▶ _What this exercise asks_:
(a) From the OpenMP post, reproduce everything from "OpenMP: How to" down to "the NUMA nodes)".
(b) Answer these from the OpenMP post:
(i) How many threads does the non-nested parallel region run?
(ii) What value is assigned to NoNUMANodes in the program?
(iii) On how many NUMA nodes does all the work end up during the second nested parallel region?

▶ _Source passage_:
OpenMP: How to mix nested and non-nested parallization?

I have built this simple little program in an attempt to succesfully switch between nested and non-nested parallelism. This program is designed for a NUMA system with at least 6 numanodes, with 4 cores each, but if you have fewer NUMAnodes just change the number in the beginning...

So far I have been unable to figure out how to correctly combine Nested and non-nested parallelism.

Just a quick explanation of what this program does:

It sets the affinity for nested parallelism
Then it runs a nested parallel region (6 numa nodes with 4 cores on master thread and 3 on the others). (Here the load is distributed as desired across the NUMA nodes)
Then it runs a non-nested parallel region with 6*4 threads scattered across the NUMAnodes. (Here the distribution also works as intended)
Then it runs a second nested parallel region exactly similar to the first nested parallel region. (Now the load distribution is all fucked up, and all the work ends up on 2 of the NUMA nodes while the rest does nothing.)
So does anyone know how to switch between these different types of parallel regions? Is what I'm seeing a bug or what exactly is happening here?

program NumaAwareDGEMM
 use IFPORT
 use omp_lib
 use mkl_service
 use mTEST
implicit none

 logical(4) :: Success
 integer :: NoNUMANodes, blocksize,nrepeats,Runmode,t0
 integer :: N,I,J,NIte, First,Last,k,colidx,error,numofblocks,iii,ii,dim,d,threadID,NumaID
 integer :: Iter,Solver,NUMASize,m,ThreadsPrNuma,ID, NCPU
 integer, allocatable,dimension(:) :: GlobalThreadID
 real*8,allocatable,dimension(:,:) :: A, B,C1,c2,c3,c4,c5,c6,c7,c8
 real*8,allocatable,dimension(:,:,:) :: C
 real*8,allocatable,dimension(:)    :: tmp
 logical, allocatable, dimension(:) :: NumaNodeDone,MKlbusy


 NoNUMANodes=6                     !How many NUMA nodes to distribute calculations over
 NCPU=6*4
success = SETENVQQ("OMP_DISPLAY_ENV=TRUE")
success=SETENVQQ("OMP_PLACES={0:6},{6:6},{12:6},{18:6},{24:6},{30:6},{36:6},{42:6}")
!success=SETENVQQ("OMP_PLACES={0:6},{6:6},{12:6},{18:6},{24:6},{30:6}")
!success=SETENVQQ("OMP_PLACES={0:8},{8:8},{16:8},{24:8},{32:8},{40:8}")

▶ _Provided material_:
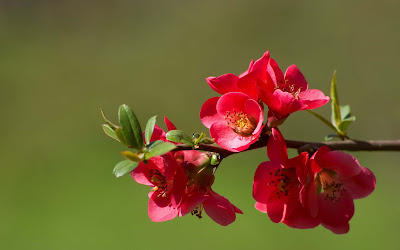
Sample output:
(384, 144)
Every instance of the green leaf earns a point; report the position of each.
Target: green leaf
(344, 112)
(180, 137)
(336, 118)
(148, 132)
(109, 131)
(130, 127)
(345, 124)
(124, 167)
(120, 136)
(132, 156)
(321, 118)
(330, 137)
(159, 149)
(114, 127)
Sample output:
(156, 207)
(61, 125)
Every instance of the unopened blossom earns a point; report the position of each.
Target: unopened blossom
(336, 180)
(234, 119)
(278, 183)
(199, 195)
(168, 181)
(287, 93)
(245, 82)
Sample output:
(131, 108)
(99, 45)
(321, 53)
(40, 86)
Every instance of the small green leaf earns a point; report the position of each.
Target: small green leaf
(114, 127)
(344, 112)
(159, 149)
(148, 132)
(330, 137)
(345, 124)
(109, 131)
(336, 118)
(124, 167)
(120, 136)
(215, 159)
(321, 118)
(130, 127)
(179, 136)
(132, 156)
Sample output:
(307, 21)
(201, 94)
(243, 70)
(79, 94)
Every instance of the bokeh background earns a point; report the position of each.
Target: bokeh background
(60, 61)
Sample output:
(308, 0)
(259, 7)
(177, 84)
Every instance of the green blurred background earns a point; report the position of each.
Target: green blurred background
(60, 61)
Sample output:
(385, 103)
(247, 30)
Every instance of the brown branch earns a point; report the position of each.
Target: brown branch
(302, 146)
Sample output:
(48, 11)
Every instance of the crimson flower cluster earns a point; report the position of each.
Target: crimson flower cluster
(302, 192)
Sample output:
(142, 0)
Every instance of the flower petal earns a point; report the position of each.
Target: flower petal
(345, 165)
(335, 213)
(225, 137)
(141, 174)
(313, 98)
(276, 147)
(170, 125)
(261, 207)
(159, 214)
(361, 185)
(231, 102)
(189, 202)
(208, 112)
(294, 77)
(264, 178)
(219, 209)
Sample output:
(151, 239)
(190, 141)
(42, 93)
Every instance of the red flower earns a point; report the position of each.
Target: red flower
(278, 182)
(199, 195)
(285, 94)
(245, 82)
(234, 119)
(337, 179)
(168, 180)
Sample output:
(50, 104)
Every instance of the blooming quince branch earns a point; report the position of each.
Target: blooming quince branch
(317, 187)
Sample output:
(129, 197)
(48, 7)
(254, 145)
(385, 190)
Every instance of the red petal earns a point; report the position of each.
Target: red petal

▶ _Outputs_:
(a)
OpenMP: How to mix nested and non-nested parallization?

I have built this simple little program in an attempt to succesfully switch between nested and non-nested parallelism. This program is designed for a NUMA system with at least 6 numanodes, with 4 cores each, but if you have fewer NUMAnodes just change the number in the beginning...

So far I have been unable to figure out how to correctly combine Nested and non-nested parallelism.

Just a quick explanation of what this program does:

It sets the affinity for nested parallelism
Then it runs a nested parallel region (6 numa nodes with 4 cores on master thread and 3 on the others). (Here the load is distributed as desired across the NUMA nodes)

(b)
(i) 6*4 threads, scattered across the NUMA nodes.
(ii) 6
(iii) 2